[Coordinate annotation entries]
[start]
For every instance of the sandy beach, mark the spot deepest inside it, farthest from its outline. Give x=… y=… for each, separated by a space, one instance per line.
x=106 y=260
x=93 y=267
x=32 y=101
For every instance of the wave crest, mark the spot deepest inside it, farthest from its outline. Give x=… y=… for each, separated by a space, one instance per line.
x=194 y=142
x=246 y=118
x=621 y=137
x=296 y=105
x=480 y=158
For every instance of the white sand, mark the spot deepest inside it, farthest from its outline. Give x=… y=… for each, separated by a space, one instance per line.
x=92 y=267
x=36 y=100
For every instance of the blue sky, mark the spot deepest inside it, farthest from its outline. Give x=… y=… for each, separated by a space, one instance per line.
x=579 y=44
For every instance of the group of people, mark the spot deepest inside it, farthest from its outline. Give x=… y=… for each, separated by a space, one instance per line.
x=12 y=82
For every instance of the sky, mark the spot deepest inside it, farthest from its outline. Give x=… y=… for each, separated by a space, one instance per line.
[end]
Render every line of the data above as a Markdown table with two columns, Row and Line, numbering each row and omitting blank lines.

**Task result**
| Row | Line |
|---|---|
| 1 | For every instance of the sandy beach, mark the spot deepest inside it, farthest from its outline. Give x=… y=… for each, separated by a space, one instance per line. |
| 2 | x=106 y=260 |
| 3 | x=93 y=267 |
| 4 | x=32 y=101 |
| 5 | For every instance of the wave crest, mark the spot deepest inside it, farthest from its outline. Give x=… y=… for each, separated by a space, one instance per line. |
| 6 | x=194 y=142 |
| 7 | x=246 y=118 |
| 8 | x=621 y=137 |
| 9 | x=296 y=105 |
| 10 | x=480 y=158 |
| 11 | For every instance of the white sand, mark the spot deepest inside it, farthest from its outline. Give x=… y=… for each, separated by a space, one instance per line. |
| 12 | x=92 y=267 |
| 13 | x=36 y=100 |
| 14 | For every instance of the blue sky, mark the spot deepest inside it, farthest from its outline. Give x=… y=… for each, separated by a space, one instance per line. |
| 15 | x=579 y=44 |
| 16 | For every instance of the group of people, mark the spot deepest inside it, farthest from its outline. Give x=… y=… for each, separated by a space, one instance per line. |
| 17 | x=12 y=82 |
| 18 | For every instance of the sky, mark the spot deepest inside it, farthest from its outline. Give x=… y=… for each, separated by a space, one instance per line. |